• **Uraian Tugas 1**: Salin kembali tanpa perubahan baris-baris catatan mulai dari baris yang memuat "Detect white wooden" sampai dengan baris yang memuat "xmin=246 ymin=222 xmax=271 ymax=243", termasuk kedua baris tersebut.

• **Teks yang Ditampilkan**:
Kemiskinan adalah buatan manusia. Untuk itu, kita sebagai umat manusia harus bisa melawan dan mengikisnya lewat aksi kemanusiaan melawan kemiskinan. Nelson Mandela
Hari Rabu, 17 Oktober 2007, jutaan warga dunia memperingati Hari Pemberantasan Kemiskinan Sedunia (International Day of Poverty Eradication). Pemandangan yang membahagiakan, juga tampak di wajah-wajah sebagian warga kota-kota besar di Indonesia, yang terlibat memperingatinya. Di Jakarta, peringatan ini bahkan dilakukan dengan beragam acara yang meriah. Sejumlah band dan artis penyanyi hingga foto model, ikut menyuarakan “Berpihaklah pada orang miskin!”.
Meski suka cita dalam tajuk “antikemiskinan” itu berlansung meriah, semua sepakat, kemiskinan bukan sebatas jargon yang dikampanyekan. Kemiskinan, mestinya juga bukan lagi pilihan kata untuk menjadi naskah dakwah antikemiskinan agar puitis. Kumpulan kata yang tak pernah lepas, tatkala khotip menyampaikan kutbah di mimbar-mimbar Idul Fitri. Agar jamaah berhati peduli, nuraninya hidup dan empati pada kaum miskin di hari lebaran.

• **Data Tugas**:
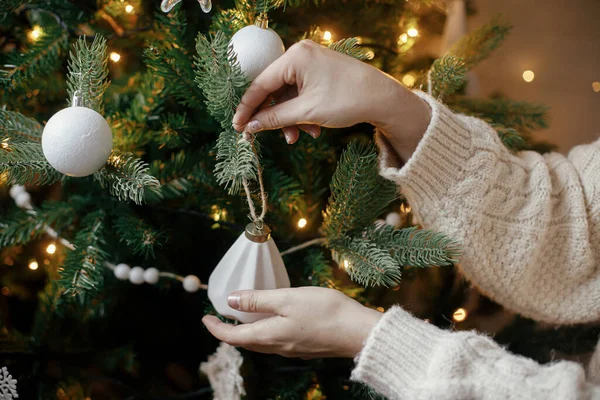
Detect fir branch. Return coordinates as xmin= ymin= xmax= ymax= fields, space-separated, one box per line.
xmin=196 ymin=32 xmax=258 ymax=194
xmin=431 ymin=54 xmax=467 ymax=98
xmin=67 ymin=35 xmax=109 ymax=114
xmin=0 ymin=25 xmax=68 ymax=89
xmin=328 ymin=38 xmax=369 ymax=60
xmin=323 ymin=141 xmax=396 ymax=241
xmin=58 ymin=210 xmax=108 ymax=305
xmin=448 ymin=17 xmax=512 ymax=69
xmin=94 ymin=150 xmax=160 ymax=204
xmin=362 ymin=225 xmax=460 ymax=268
xmin=144 ymin=7 xmax=204 ymax=108
xmin=0 ymin=139 xmax=63 ymax=185
xmin=114 ymin=207 xmax=167 ymax=258
xmin=329 ymin=237 xmax=402 ymax=287
xmin=0 ymin=110 xmax=42 ymax=143
xmin=264 ymin=167 xmax=306 ymax=215
xmin=0 ymin=202 xmax=73 ymax=248
xmin=448 ymin=96 xmax=549 ymax=132
xmin=492 ymin=125 xmax=526 ymax=151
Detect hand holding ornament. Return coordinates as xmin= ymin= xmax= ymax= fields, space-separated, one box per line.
xmin=233 ymin=40 xmax=431 ymax=160
xmin=202 ymin=287 xmax=382 ymax=359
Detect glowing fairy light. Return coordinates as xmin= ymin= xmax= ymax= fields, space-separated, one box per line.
xmin=46 ymin=243 xmax=56 ymax=254
xmin=109 ymin=51 xmax=121 ymax=62
xmin=452 ymin=308 xmax=469 ymax=322
xmin=523 ymin=69 xmax=535 ymax=82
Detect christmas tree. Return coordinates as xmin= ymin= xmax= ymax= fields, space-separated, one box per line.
xmin=0 ymin=0 xmax=576 ymax=399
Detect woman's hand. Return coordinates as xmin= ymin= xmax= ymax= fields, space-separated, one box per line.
xmin=233 ymin=40 xmax=431 ymax=159
xmin=202 ymin=287 xmax=382 ymax=359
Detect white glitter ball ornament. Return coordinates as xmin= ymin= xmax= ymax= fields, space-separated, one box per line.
xmin=42 ymin=107 xmax=112 ymax=177
xmin=229 ymin=15 xmax=285 ymax=81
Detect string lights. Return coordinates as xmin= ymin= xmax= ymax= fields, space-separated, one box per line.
xmin=46 ymin=243 xmax=56 ymax=254
xmin=109 ymin=51 xmax=121 ymax=63
xmin=27 ymin=25 xmax=44 ymax=42
xmin=523 ymin=69 xmax=535 ymax=82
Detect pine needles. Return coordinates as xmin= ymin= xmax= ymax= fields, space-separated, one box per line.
xmin=0 ymin=139 xmax=63 ymax=185
xmin=67 ymin=35 xmax=109 ymax=114
xmin=196 ymin=32 xmax=258 ymax=194
xmin=94 ymin=150 xmax=160 ymax=204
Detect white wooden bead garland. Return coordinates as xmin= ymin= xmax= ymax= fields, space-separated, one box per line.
xmin=9 ymin=185 xmax=208 ymax=293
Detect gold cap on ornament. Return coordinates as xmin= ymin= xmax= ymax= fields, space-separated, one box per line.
xmin=254 ymin=13 xmax=269 ymax=29
xmin=246 ymin=222 xmax=271 ymax=243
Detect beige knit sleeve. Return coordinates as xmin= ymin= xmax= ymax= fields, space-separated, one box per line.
xmin=378 ymin=92 xmax=600 ymax=323
xmin=352 ymin=307 xmax=600 ymax=400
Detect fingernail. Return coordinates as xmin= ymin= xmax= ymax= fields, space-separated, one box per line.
xmin=246 ymin=120 xmax=262 ymax=133
xmin=227 ymin=294 xmax=240 ymax=310
xmin=283 ymin=132 xmax=293 ymax=144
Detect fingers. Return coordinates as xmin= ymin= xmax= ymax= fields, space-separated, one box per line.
xmin=244 ymin=97 xmax=309 ymax=133
xmin=227 ymin=289 xmax=285 ymax=315
xmin=233 ymin=54 xmax=295 ymax=131
xmin=202 ymin=315 xmax=254 ymax=346
xmin=281 ymin=126 xmax=300 ymax=144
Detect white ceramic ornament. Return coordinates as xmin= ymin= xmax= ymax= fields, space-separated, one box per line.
xmin=42 ymin=96 xmax=112 ymax=177
xmin=208 ymin=223 xmax=290 ymax=323
xmin=229 ymin=14 xmax=285 ymax=81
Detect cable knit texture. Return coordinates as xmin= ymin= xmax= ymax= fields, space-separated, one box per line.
xmin=352 ymin=92 xmax=600 ymax=399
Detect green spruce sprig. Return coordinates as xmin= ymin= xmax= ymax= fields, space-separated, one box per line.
xmin=67 ymin=35 xmax=110 ymax=114
xmin=0 ymin=139 xmax=63 ymax=185
xmin=0 ymin=110 xmax=42 ymax=143
xmin=196 ymin=32 xmax=258 ymax=194
xmin=94 ymin=150 xmax=160 ymax=204
xmin=0 ymin=24 xmax=68 ymax=89
xmin=58 ymin=210 xmax=108 ymax=305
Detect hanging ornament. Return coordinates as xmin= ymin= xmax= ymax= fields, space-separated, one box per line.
xmin=200 ymin=342 xmax=246 ymax=400
xmin=42 ymin=92 xmax=112 ymax=177
xmin=208 ymin=222 xmax=290 ymax=323
xmin=160 ymin=0 xmax=212 ymax=13
xmin=229 ymin=13 xmax=285 ymax=81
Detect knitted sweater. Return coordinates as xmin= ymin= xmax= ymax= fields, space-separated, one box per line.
xmin=352 ymin=92 xmax=600 ymax=400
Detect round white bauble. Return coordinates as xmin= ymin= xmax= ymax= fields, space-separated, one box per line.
xmin=144 ymin=268 xmax=159 ymax=285
xmin=385 ymin=212 xmax=402 ymax=228
xmin=129 ymin=267 xmax=144 ymax=285
xmin=8 ymin=185 xmax=26 ymax=199
xmin=15 ymin=192 xmax=31 ymax=208
xmin=229 ymin=25 xmax=285 ymax=81
xmin=113 ymin=263 xmax=131 ymax=281
xmin=42 ymin=107 xmax=112 ymax=176
xmin=183 ymin=275 xmax=200 ymax=293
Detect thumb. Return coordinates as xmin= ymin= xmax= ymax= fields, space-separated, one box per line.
xmin=227 ymin=290 xmax=285 ymax=314
xmin=244 ymin=97 xmax=310 ymax=133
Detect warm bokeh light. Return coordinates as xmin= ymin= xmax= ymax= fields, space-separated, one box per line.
xmin=452 ymin=308 xmax=468 ymax=322
xmin=27 ymin=25 xmax=44 ymax=42
xmin=523 ymin=70 xmax=535 ymax=82
xmin=46 ymin=243 xmax=56 ymax=254
xmin=402 ymin=74 xmax=415 ymax=87
xmin=110 ymin=51 xmax=121 ymax=62
xmin=406 ymin=28 xmax=419 ymax=37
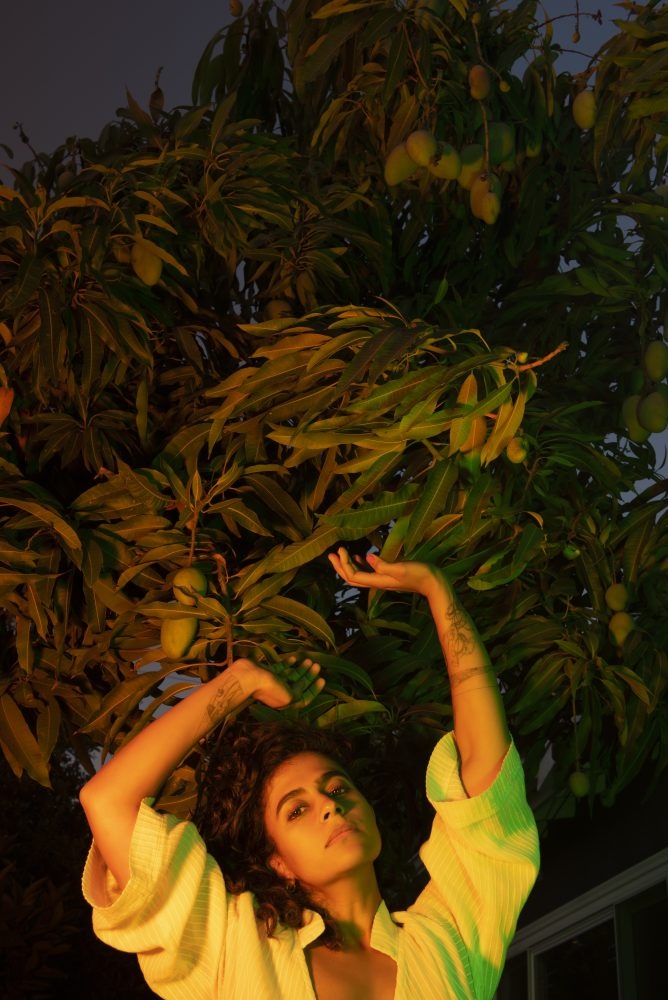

• **Uraian Tugas 2**: Menurut teks tentang kemiskinan, pada hari dan tanggal berapa jutaan warga dunia memperingati Hari Pemberantasan Kemiskinan Sedunia?

• **Jawaban Lengkap 1**:
Detect white wooden bead garland. Return coordinates as xmin= ymin= xmax= ymax= fields, space-separated, one box per line.
xmin=9 ymin=185 xmax=208 ymax=293
Detect gold cap on ornament. Return coordinates as xmin= ymin= xmax= ymax= fields, space-separated, one box per line.
xmin=254 ymin=13 xmax=269 ymax=29
xmin=246 ymin=222 xmax=271 ymax=243

• **Jawaban Lengkap 2**: Hari Rabu, 17 Oktober 2007.